▸ **REQUIREMENT**: Each entry should be duplicated exactly, with no line missing.

(Data items)
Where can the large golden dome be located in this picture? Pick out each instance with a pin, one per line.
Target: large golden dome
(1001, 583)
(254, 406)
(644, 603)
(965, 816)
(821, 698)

▸ **OUTPUT**:
Where can the large golden dome be located in this picture? Pick out each instance with a pin, one per line.
Target: large golden dome
(1001, 583)
(254, 406)
(644, 603)
(965, 816)
(821, 698)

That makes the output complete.